令和4度保存修理資料(事業費:3,913千円 国庫補助率50%)

冊子『海外新話一~五』『舎密開宗初編』

【主な処置】
 綴じ糸を外し、冊子装を解体した。
 柔らかい刷毛等を用いて塵埃・虫糞等の汚れを除去(ドライクリーニング)。汚れが著しい箇所のみ濾過水を用いて、本紙下に敷いた吸取紙に汚れを移動させる方法で汚れを除去した。
膠着力の低下した墨と朱に対し、筆を用いて2wt%の膠水溶液を塗布含侵させ、接着力を強化した。
 本紙欠失箇所に、本紙料紙と同質の補修紙を用いて補修を行った。補修紙の接着には、小麦澱粉糊を用いた。
 わずかな湿りを加え荷重をかけて乾燥させることにより、料紙を整えた。(フラットニング)
 表紙は欠失箇所は新糊を用いて表紙と同質の補修紙で補修を施した。表紙と台紙の間に糊離れが生じていたため糊挿しを行った。

* * *

課題の条件: 上の保存修理の記録のうち、「本紙欠失箇所に、本紙料紙と同」から「じていたため糊挿しを行った。」までを両端も含めて一字も変えずに書き写してください。

* * *

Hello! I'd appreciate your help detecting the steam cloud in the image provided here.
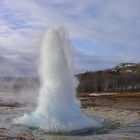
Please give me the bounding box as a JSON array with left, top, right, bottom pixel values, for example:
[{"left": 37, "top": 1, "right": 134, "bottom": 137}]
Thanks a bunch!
[{"left": 15, "top": 27, "right": 99, "bottom": 132}]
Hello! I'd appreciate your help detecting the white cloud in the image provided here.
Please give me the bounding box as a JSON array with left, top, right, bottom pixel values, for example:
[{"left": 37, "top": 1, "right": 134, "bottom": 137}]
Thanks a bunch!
[{"left": 0, "top": 0, "right": 140, "bottom": 74}]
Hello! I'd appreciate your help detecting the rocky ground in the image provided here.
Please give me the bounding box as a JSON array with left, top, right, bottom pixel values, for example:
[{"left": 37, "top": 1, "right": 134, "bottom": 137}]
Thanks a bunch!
[{"left": 0, "top": 91, "right": 140, "bottom": 140}]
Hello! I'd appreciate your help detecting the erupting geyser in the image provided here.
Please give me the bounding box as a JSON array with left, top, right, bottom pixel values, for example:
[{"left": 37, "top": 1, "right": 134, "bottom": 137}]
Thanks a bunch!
[{"left": 15, "top": 27, "right": 101, "bottom": 132}]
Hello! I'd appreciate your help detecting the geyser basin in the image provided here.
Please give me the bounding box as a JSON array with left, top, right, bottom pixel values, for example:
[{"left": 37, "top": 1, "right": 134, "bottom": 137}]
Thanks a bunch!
[{"left": 14, "top": 27, "right": 103, "bottom": 132}]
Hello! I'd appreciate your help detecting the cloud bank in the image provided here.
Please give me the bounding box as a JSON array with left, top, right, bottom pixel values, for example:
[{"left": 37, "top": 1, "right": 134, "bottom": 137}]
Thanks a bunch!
[{"left": 0, "top": 0, "right": 140, "bottom": 74}]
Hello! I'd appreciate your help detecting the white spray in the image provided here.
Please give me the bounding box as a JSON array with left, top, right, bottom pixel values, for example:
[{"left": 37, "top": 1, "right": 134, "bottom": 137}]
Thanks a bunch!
[{"left": 15, "top": 27, "right": 99, "bottom": 132}]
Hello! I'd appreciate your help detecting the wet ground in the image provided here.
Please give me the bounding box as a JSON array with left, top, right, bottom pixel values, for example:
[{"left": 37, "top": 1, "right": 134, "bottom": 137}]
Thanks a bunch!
[{"left": 0, "top": 93, "right": 140, "bottom": 140}]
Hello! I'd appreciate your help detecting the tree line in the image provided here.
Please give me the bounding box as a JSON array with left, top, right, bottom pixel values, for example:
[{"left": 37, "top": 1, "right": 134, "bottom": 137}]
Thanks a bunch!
[{"left": 77, "top": 70, "right": 140, "bottom": 93}]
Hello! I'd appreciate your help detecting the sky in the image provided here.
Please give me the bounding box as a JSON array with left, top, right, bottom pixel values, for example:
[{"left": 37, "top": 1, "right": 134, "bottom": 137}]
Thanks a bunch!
[{"left": 0, "top": 0, "right": 140, "bottom": 75}]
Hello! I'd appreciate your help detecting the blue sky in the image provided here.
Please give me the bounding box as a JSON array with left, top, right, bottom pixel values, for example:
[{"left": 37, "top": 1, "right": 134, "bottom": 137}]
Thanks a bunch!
[{"left": 0, "top": 0, "right": 140, "bottom": 72}]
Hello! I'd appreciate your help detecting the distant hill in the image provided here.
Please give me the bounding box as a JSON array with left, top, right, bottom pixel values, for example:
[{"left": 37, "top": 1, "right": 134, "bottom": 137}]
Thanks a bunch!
[
  {"left": 77, "top": 63, "right": 140, "bottom": 93},
  {"left": 111, "top": 63, "right": 140, "bottom": 72}
]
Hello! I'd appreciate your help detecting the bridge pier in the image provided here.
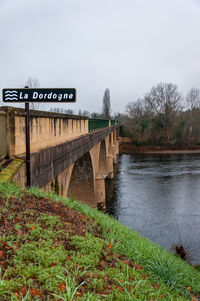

* * *

解答は以下:
本紙欠失箇所に、本紙料紙と同質の補修紙を用いて補修を行った。補修紙の接着には、小麦澱粉糊を用いた。
 わずかな湿りを加え荷重をかけて乾燥させることにより、料紙を整えた。(フラットニング)
 表紙は欠失箇所は新糊を用いて表紙と同質の補修紙で補修を施した。表紙と台紙の間に糊離れが生じていたため糊挿しを行った。